▶ _Data excerpts_:
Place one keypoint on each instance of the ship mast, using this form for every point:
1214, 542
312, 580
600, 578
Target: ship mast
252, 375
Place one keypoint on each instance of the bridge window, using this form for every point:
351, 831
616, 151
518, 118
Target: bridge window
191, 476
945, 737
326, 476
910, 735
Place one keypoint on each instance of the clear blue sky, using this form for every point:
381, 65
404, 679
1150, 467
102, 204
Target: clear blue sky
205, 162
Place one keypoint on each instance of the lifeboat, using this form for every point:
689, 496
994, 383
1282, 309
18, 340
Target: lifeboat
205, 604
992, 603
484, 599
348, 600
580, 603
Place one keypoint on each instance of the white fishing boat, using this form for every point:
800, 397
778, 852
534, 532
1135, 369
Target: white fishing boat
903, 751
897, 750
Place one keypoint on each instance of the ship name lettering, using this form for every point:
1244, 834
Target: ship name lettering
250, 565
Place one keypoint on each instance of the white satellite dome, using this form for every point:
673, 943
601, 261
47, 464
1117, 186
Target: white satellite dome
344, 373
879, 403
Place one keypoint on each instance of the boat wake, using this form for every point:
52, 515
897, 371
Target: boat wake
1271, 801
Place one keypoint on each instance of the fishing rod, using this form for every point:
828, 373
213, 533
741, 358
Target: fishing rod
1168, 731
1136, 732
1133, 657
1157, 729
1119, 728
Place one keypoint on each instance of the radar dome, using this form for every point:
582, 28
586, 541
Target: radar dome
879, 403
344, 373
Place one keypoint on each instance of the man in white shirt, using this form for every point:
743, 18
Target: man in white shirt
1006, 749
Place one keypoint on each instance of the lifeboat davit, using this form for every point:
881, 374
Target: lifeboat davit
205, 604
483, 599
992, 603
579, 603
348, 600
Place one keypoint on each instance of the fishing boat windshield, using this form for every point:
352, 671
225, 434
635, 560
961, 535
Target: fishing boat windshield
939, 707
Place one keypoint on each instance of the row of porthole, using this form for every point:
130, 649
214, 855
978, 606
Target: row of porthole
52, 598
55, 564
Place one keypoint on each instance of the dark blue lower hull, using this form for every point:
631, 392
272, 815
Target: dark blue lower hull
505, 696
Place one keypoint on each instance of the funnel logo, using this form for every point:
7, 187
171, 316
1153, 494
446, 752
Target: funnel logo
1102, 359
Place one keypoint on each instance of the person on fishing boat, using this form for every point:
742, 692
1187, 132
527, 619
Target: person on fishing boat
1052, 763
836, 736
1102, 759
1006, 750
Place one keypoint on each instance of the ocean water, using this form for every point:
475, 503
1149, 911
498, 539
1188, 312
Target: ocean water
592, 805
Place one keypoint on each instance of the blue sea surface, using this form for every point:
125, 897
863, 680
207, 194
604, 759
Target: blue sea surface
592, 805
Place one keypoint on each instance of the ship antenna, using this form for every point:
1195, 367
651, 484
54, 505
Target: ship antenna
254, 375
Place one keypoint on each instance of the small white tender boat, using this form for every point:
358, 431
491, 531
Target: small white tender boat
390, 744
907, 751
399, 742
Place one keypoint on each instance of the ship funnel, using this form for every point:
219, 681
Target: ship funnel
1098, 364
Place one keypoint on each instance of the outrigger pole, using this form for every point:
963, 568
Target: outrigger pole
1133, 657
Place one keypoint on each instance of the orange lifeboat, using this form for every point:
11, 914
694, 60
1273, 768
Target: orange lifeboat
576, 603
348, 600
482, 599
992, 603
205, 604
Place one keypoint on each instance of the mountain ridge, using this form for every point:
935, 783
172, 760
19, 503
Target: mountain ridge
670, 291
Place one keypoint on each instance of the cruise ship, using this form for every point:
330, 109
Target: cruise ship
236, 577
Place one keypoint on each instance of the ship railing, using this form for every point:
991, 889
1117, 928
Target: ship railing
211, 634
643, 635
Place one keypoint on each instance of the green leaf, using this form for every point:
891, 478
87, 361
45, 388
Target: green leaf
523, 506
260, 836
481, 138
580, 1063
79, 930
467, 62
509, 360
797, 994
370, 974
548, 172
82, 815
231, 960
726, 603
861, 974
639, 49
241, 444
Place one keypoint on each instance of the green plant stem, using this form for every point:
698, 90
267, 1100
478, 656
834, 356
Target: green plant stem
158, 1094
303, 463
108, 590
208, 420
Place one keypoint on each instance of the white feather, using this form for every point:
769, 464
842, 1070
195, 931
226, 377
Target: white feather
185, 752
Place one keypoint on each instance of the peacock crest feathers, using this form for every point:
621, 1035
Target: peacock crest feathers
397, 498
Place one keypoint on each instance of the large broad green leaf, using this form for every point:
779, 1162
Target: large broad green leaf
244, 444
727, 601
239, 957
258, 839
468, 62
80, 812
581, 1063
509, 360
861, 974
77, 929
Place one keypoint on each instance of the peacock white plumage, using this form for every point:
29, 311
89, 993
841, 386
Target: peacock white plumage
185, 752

▶ _Given task_: Copy out all of the material above, line for line, with no changes.

▶ _Task output_:
Place one keypoint on each instance of the ship mast, using this form for every point:
1214, 542
312, 580
600, 578
Target: ship mast
252, 375
Place one keypoint on each instance of the bridge window, using this form for every point:
351, 831
616, 151
518, 118
Target: bridge window
191, 476
945, 737
326, 476
910, 735
Place one keypoint on each instance of the clear blue sky, using this form for every point:
381, 65
404, 679
1150, 467
102, 204
Target: clear blue sky
205, 162
Place one keypoint on each instance of the lifeboat, using this form for every point:
689, 496
994, 383
1282, 309
18, 340
Target: lifeboat
205, 604
992, 603
484, 599
348, 600
580, 603
Place one keypoint on each instance of the white fishing boat, using this form for every point:
800, 397
778, 852
534, 532
1135, 369
Target: white fishing boat
903, 751
897, 750
Place one keypoint on each instance of the ship name lettering, using this form for every point:
1244, 834
Target: ship name lettering
250, 565
Place one keypoint on each instance of the white satellite dome, using this form for every point:
673, 943
601, 261
47, 464
1117, 186
Target: white satellite dome
344, 373
879, 403
Place one keypoint on each instance of the boat wake, using this form for every point:
52, 515
897, 371
Target: boat wake
1271, 801
Place one keypoint on each instance of the fishing rod, using this form for every point:
828, 373
213, 533
741, 358
Target: fishing rod
1168, 731
1136, 732
1133, 657
1157, 729
1119, 728
Place one keypoint on each instance of the radar dome, using this form for every point:
582, 28
586, 541
Target: radar dome
879, 403
344, 373
Place one keypoint on each instance of the man in white shirt, using this form for every point:
743, 18
Target: man in white shirt
1006, 749
Place one keypoint on each instance of the lifeboat davit, using this form for every point:
881, 374
Target: lifeboat davit
205, 604
483, 599
992, 603
579, 603
348, 600
Place one keypoint on each instance of the fishing boat windshield, using this form for every point:
352, 671
225, 434
635, 560
961, 535
Target: fishing boat windshield
939, 707
Place one keypoint on each instance of the row of porthole, using this form for every point:
130, 649
214, 855
978, 606
Target: row of porthole
52, 598
55, 564
Place one keypoint on each instance of the dark blue lower hull, using this form for every point:
631, 392
272, 815
Target: dark blue lower hull
505, 696
Place one keypoint on each instance of the funnel logo, using this form for every point:
7, 187
171, 316
1153, 494
446, 752
Target: funnel logo
1102, 359
Place one keypoint on each instance of the person on fishing boat, using this form for every point:
742, 692
1187, 132
527, 619
Target: person on fishing boat
1052, 763
836, 736
1102, 759
1006, 750
Place one keypoint on each instance of the ocean water, using this form for every point:
475, 503
1149, 911
498, 539
1188, 312
Target: ocean water
592, 805
Place one keypoint on each instance of the blue sea surface, using this form for every point:
125, 897
863, 680
207, 194
604, 759
Target: blue sea surface
592, 805
Place one keypoint on each instance of the ship antenna, using this form for every point:
1195, 367
651, 484
54, 505
Target: ship antenna
254, 375
Place one keypoint on each instance of the small white tender boat, using this form for every point:
358, 431
491, 531
Target: small white tender boat
390, 744
907, 751
399, 742
Place one keypoint on each instance of the ship funnel, using this form for every point:
219, 681
Target: ship funnel
1098, 364
Place one keypoint on each instance of the outrigger pole, using this form for every point:
963, 568
Target: outrigger pole
1133, 657
Place one keypoint on each instance of the orange lifeboat, using this form for every point:
11, 914
694, 60
1273, 768
Target: orange lifeboat
576, 603
348, 600
482, 599
992, 603
205, 604
Place one keypoint on each instance of the mountain ridge, using this form for every point:
935, 783
172, 760
19, 503
Target: mountain ridge
670, 291
Place one keypoint on each instance of the cruise ship, using this form for every point:
330, 109
Target: cruise ship
236, 577
Place one keypoint on each instance of the ship railing, using this form for every point:
991, 889
1117, 928
Target: ship railing
211, 634
643, 635
Place one keypoint on each instance of the green leaf, using this form for every point:
891, 478
87, 361
45, 388
Target: green leaf
523, 506
260, 836
481, 138
580, 1063
79, 930
467, 62
509, 360
797, 994
370, 974
548, 172
82, 815
231, 960
726, 603
861, 974
639, 49
241, 444
Place one keypoint on each instance of the green plant stem, using this form for every point:
698, 90
267, 1100
478, 656
834, 356
Target: green plant stem
158, 1094
303, 463
108, 590
208, 420
Place one keypoint on each instance of the white feather, using this form for every point:
769, 464
842, 1070
195, 931
226, 377
Target: white feather
185, 752
Place one keypoint on each instance of the peacock crest feathers, using this form for every point:
621, 1035
Target: peacock crest feathers
397, 498
Place one keypoint on each instance of the large broad green leaf, using this form for every point:
779, 1162
Target: large broad green leaf
244, 444
727, 601
239, 957
258, 839
468, 62
80, 812
581, 1063
509, 360
861, 974
77, 929
Place one keypoint on each instance of the peacock white plumage, using this form for every point:
29, 311
89, 993
841, 386
Target: peacock white plumage
185, 752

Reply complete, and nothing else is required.